* RECORDS TO PROCESS
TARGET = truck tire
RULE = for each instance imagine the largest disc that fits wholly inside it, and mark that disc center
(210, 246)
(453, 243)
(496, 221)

* WRITTEN INSTRUCTION
Reproduce the listing above line for line, with nothing changed.

* TASK OUTPUT
TARGET = truck tire
RULE = for each instance imagine the largest disc that fits wholly inside it, and mark that disc center
(210, 246)
(453, 243)
(496, 221)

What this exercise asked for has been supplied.